## EXCERPTED PASSAGE
African women and women of African descent are likely to die younger from breast cancer than any other ethnic group, investigations have revealed. Researchers have discovered that a more aggressive, less-responsive to treatment and an uncontrolled form of breast cancer could be found among women of African ancestry. Black women are more likely to be diagnosed with cancer that has spread than their white counterparts.
A new finding on breast cancer incident and survival revealed that out of the 35,000 women of White, Asian and Black ethnic backgrounds in the UK, a staggering 15 percent of Black African women are diagnosed with cancer that have already spread compared to just seven percent of white women, who were mostly to be diagnosed of the disease overall.
At the National Cancer Research Institute’s Cancer conference held last Wednesday in Birmingham, United Kingdom, researches behind the findings confirmed that only about five in ten women diagnosed at the earliest stage survive beyond five years.
Black and White divide
Women get breast cancer when cells in the breast do not grow normally, thus allowing for the formation of a tumour. The most chilling investigation is found in America and Africa where black women survival rate is higher. Researchers struggled to understand why the form of breast cancer among them has a different genetic configuration from white women.
“While most breast tumours in women of European ancestry develop from cells in milk ducts, most tumours in the breasts of African descent are more likely to develop from basal-like cells, resulting in a much more aggressive and often more deadly disease,” said Dr. Funmi Olopade, MD, a physician and professor of medicine and human genetics at the University of Chicago.
Dr. Olapade and team who for the past decade have painstakingly researched the reason behind black and white women cancer disparity, are puzzled that the latest form of cancer drugs cannot cure or treat women of African descent with the form of breast cancer which nearly eighty percent of them are likely to suffer.
Antoinette’s story
The story of Antoinette Richardson, an Africa-American, barely 40, who was diagnosed with an aggressive form of cancer couldn’t be more convincing. A mother of two, during a self-diagnostic routine, just by feeling the lump in her breast, she knew something was wrong and after various clinical examinations, she wasn’t going to escape breast cancer. What was found was not just cancer but one not receptive to drugs.
Most of Olapade’s cancer patients in America are between the ages of 20 and 40. Her investigation also took her to Africa where it is the results were more staggering. Her findings in Senegal and Nigeria led her to rule that the phenomenon in West Africa is, in fact, more alarming. Eighty percent of those diagnosed are more likely to share the same form of breast cancer as Antoinette in the United States, an estrogen-receptor-negative form of cancer. Literally, their cancer could not be treated with the available drugs.
“Tumors that are estrogen-receptor positive depend on estrogen to grow. If you withdraw estrogen, the cells die. The estrogen-receptor-negative tumors are estrogen independent. To kill them you have to use chemotherapy, which has all the side effects and may not always work,” said Olapade.
Researchers, however, believe that to effectively fight cancer, it has to be detected it at a very early stage. They advice women to go for voluntary clinical screening.

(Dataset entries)

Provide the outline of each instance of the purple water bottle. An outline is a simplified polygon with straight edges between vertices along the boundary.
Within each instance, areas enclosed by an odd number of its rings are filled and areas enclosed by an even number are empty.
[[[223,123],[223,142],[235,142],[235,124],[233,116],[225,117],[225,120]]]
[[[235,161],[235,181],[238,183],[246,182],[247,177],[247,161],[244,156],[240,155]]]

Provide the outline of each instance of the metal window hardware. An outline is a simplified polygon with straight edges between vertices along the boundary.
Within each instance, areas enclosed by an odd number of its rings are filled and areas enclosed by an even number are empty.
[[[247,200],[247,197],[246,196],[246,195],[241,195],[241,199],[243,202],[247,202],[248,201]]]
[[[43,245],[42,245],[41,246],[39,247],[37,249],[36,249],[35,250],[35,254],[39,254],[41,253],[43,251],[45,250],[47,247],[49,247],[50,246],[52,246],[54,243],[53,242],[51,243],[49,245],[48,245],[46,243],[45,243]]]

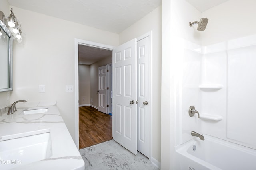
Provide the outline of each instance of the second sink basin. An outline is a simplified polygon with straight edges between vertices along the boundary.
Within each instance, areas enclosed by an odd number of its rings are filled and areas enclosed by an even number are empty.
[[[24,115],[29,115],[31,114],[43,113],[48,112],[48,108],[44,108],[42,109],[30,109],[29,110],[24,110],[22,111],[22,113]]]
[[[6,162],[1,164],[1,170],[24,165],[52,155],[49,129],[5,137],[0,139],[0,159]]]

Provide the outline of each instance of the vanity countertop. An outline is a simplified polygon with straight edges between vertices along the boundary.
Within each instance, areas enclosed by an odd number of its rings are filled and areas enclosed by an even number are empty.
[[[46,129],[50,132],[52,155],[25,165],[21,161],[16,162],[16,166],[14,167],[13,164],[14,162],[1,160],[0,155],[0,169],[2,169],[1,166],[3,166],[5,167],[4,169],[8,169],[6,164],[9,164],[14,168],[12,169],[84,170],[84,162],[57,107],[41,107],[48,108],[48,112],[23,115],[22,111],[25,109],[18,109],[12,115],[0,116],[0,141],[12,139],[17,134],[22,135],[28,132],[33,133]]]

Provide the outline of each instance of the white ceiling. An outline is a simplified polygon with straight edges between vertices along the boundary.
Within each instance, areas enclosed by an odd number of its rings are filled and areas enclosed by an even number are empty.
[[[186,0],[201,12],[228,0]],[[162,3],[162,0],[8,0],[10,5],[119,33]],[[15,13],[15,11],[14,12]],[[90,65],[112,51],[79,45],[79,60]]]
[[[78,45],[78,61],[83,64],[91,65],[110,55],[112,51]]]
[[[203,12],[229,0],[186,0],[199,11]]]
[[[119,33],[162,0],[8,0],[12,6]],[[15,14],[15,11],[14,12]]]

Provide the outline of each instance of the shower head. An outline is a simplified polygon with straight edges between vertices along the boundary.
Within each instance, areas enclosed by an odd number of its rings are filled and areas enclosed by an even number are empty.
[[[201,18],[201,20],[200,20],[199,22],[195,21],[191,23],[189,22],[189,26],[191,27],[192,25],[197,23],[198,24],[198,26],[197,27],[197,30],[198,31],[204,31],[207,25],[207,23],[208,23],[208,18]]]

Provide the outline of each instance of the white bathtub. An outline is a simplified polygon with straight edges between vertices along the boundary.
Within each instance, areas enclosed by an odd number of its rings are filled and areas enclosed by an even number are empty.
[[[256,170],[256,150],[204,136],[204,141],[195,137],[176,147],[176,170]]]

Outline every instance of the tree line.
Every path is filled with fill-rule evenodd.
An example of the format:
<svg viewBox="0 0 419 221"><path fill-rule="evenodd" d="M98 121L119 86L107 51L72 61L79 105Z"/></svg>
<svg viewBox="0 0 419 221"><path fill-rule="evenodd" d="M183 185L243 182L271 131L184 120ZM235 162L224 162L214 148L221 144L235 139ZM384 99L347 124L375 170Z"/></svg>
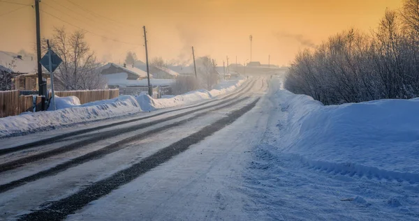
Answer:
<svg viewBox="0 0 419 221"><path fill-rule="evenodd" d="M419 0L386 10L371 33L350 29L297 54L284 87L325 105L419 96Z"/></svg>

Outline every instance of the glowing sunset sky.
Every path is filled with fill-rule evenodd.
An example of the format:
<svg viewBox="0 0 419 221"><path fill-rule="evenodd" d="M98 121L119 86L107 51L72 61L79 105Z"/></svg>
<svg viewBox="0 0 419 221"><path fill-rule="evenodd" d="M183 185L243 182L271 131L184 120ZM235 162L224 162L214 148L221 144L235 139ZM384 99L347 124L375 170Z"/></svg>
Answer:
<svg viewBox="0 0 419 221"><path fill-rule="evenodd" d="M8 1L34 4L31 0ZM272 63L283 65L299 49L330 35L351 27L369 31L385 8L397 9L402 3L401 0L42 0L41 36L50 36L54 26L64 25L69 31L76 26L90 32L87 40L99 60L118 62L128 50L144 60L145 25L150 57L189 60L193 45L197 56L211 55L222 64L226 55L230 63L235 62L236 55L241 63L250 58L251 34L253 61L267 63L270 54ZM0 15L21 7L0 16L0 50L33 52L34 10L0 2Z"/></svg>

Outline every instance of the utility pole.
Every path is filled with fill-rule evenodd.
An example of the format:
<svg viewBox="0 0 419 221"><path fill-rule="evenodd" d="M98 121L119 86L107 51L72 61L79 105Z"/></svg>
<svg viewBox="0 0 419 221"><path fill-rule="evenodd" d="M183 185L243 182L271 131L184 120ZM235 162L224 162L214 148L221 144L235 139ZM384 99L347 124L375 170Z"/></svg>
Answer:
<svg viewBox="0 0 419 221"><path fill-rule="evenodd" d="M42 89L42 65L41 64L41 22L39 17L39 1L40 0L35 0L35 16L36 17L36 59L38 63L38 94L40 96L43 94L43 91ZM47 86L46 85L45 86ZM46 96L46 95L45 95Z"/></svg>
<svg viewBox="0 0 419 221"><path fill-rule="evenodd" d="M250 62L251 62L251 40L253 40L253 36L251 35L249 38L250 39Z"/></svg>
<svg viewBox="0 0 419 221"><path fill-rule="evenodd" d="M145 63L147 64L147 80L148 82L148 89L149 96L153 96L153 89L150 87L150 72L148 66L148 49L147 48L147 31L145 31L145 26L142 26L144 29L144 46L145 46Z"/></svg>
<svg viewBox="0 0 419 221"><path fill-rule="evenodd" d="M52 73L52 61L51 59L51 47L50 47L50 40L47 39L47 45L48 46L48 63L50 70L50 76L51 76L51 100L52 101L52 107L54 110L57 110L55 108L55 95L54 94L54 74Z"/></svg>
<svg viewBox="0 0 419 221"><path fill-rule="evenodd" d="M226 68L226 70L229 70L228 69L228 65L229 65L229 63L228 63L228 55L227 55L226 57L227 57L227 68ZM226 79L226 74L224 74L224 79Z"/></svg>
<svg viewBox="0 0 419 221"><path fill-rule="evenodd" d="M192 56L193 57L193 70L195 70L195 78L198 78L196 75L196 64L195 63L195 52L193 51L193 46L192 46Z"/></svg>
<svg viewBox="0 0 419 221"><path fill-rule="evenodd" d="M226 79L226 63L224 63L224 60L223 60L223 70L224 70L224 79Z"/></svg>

## EXERCISE DIRECTIONS
Please reproduce the part of the breast cancer article that opens with the words containing "At the National" and closes with "from white women.". The records are separate material and have no connection to the breast cancer article.

## OUTPUT OF THE EXERCISE
At the National Cancer Research Institute’s Cancer conference held last Wednesday in Birmingham, United Kingdom, researches behind the findings confirmed that only about five in ten women diagnosed at the earliest stage survive beyond five years.
Black and White divide
Women get breast cancer when cells in the breast do not grow normally, thus allowing for the formation of a tumour. The most chilling investigation is found in America and Africa where black women survival rate is higher. Researchers struggled to understand why the form of breast cancer among them has a different genetic configuration from white women.